* begin *

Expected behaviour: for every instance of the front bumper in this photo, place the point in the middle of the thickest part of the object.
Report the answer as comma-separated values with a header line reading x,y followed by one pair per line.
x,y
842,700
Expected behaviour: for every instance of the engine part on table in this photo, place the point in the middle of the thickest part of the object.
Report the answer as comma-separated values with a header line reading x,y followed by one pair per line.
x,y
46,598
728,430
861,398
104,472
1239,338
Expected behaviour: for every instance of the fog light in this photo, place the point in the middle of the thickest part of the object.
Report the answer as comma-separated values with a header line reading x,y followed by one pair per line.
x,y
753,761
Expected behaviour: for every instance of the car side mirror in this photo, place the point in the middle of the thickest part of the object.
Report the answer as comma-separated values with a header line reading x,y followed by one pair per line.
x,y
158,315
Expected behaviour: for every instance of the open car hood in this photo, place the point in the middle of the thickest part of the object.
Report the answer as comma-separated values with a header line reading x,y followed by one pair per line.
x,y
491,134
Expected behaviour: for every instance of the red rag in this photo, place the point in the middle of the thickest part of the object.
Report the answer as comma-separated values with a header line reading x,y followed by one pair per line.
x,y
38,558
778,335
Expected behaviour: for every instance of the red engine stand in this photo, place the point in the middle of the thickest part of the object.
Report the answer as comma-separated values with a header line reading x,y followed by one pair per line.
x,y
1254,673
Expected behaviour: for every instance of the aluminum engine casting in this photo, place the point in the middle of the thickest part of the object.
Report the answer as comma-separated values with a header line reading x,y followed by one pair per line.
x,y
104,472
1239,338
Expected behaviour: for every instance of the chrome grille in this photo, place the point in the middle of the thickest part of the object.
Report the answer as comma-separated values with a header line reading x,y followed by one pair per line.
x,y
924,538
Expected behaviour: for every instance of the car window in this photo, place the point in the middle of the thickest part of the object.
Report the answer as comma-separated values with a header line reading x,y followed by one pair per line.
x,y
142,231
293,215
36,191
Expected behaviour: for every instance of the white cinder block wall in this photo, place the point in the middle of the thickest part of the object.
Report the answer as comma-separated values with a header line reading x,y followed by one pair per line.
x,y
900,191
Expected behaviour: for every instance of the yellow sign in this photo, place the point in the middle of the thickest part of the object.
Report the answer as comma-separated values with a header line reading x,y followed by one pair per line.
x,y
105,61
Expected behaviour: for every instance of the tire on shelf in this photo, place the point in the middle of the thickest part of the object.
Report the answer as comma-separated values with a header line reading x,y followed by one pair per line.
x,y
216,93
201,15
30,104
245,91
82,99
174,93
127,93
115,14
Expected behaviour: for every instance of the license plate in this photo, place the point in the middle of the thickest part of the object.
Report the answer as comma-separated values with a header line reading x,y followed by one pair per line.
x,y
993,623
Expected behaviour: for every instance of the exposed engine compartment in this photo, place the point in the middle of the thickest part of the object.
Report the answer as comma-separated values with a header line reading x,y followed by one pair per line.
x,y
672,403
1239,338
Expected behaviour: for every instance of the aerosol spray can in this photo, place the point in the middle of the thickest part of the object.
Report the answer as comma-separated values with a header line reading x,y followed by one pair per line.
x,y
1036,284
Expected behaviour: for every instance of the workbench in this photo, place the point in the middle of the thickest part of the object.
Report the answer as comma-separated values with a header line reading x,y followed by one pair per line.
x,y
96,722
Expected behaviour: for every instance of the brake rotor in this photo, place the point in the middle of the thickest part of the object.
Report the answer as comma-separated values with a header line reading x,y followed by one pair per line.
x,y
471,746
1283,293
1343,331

* end *

◆ Problem to solve
Please express the lines above as a JSON list of strings, one string per line, with any blank lines omitted.

◆ Final result
[
  "Expected behaviour: for every instance of the front bumper in this photo, place the point in the middle of the thickest part of the object.",
  "Report the answer as comma-separated values with a header line reading x,y followed by one pair per line.",
  "x,y",
  "842,700",
  "Expected behaviour: for every instance of the engine part on table in this photo, place the point in the middle of the thickest part of the object.",
  "Report the answer as comma-separated values with a header line reading x,y followed by one pair per line.",
  "x,y",
  "46,598",
  "728,430",
  "861,398",
  "104,472",
  "1239,338",
  "Expected behaviour: for every instance of the fog light in this photo, place the point in the middle of the thickest part of the object.",
  "Report the answer as comma-separated values with a header line reading x,y followed by one pair per line.",
  "x,y",
  "753,761",
  "Expected behaviour: for every instance of the car side mirror in this photo, place the point in the middle of the thickest part of the object.",
  "Report the answer as comma-separated values with a header line reading x,y followed by one pair per line.",
  "x,y",
  "158,315",
  "Expected behaviour: for every instance of the open car hood in this photo, place the point in the middle of the thickest part of the object.",
  "Report the answer as comma-separated values with a header line reading x,y followed by one pair per line.",
  "x,y",
  "491,134",
  "Expected behaviour: for every instance of the red rag in this photo, place the point in the middle of the thickest part of the object.",
  "Report the answer as comma-separated values with a header line reading x,y followed by one pair per line.",
  "x,y",
  "38,558",
  "778,335",
  "Expected behaviour: for every instance of the red engine stand in this photo, place the point in the middle of the thickest part of the object.",
  "Report the answer as comma-separated values with a header line reading x,y followed by one pair per line.",
  "x,y",
  "1254,673",
  "Expected behaviour: for every instance of the aluminum engine casting in this photo, place the point in the middle of the thickest part of the object.",
  "Report the answer as comma-separated values with a header line reading x,y followed by one pair per line.",
  "x,y",
  "104,472",
  "1239,338",
  "Expected behaviour: for every instance of the chrome grille in this photo, place the point in the middle of the thickest part of the object.",
  "Report the answer as comma-separated values with a header line reading x,y followed by one pair per line.",
  "x,y",
  "924,538",
  "Expected behaviour: for every instance of the car window in this photo, place the point in the middle of the thickest part of the object.",
  "Report the answer as comma-separated values with a header line reading x,y followed by one pair per line.",
  "x,y",
  "142,231",
  "293,215",
  "36,191",
  "Expected behaviour: for every instance of the white cinder block wall in this photo, place the point in the middle of the thickest part of the object.",
  "Report the answer as comma-separated values with a header line reading x,y followed by one pair per line.",
  "x,y",
  "900,191",
  "Expected behaviour: for every instance of the yellow sign in this photo, place the point in the middle of the thickest part of the object.",
  "Report the answer as comma-separated values with a header line reading x,y followed by one pair per line.",
  "x,y",
  "105,61",
  "Expected behaviour: for every instance of the tire on shelf in this photo, place the point in the middle of the thickest part of the object.",
  "Report the answer as comma-separated values with a header line reading x,y followed by one pair per line.",
  "x,y",
  "216,93",
  "201,15",
  "30,104",
  "245,91",
  "82,99",
  "174,93",
  "127,93",
  "115,14",
  "Expected behaviour: for every instance of the license plate in this photo, place the point in the middle of the thickest part of the object.",
  "Report the answer as comma-separated values with a header line reading x,y followed by one pair per line.",
  "x,y",
  "993,623",
  "Expected behaviour: for every instance of the exposed engine compartment in this photo, place the point in the middle of the thickest part of the object.",
  "Report the answer as comma-separated values with a header line reading x,y followed by one pair per line.",
  "x,y",
  "672,403",
  "1239,338",
  "Expected behaviour: for every instance of the aerosol spray can in this photo, place the point in the middle of the thickest part of the object.",
  "Report the answer as comma-separated values with a header line reading x,y followed by one pair per line.",
  "x,y",
  "1036,284",
  "Expected behaviour: for every instance of the workbench in this photo, place the point in the middle of the thickest part of the object.",
  "Report the answer as comma-separated values with a header line reading x,y followed by one pair per line.",
  "x,y",
  "96,722",
  "Expected behaviour: for every instance of the brake rotor in this photo, place the point in the middle of the thickest part of the object.",
  "Report the answer as comma-separated values with a header line reading x,y followed by one pair per line.",
  "x,y",
  "471,746",
  "1283,293",
  "1343,331"
]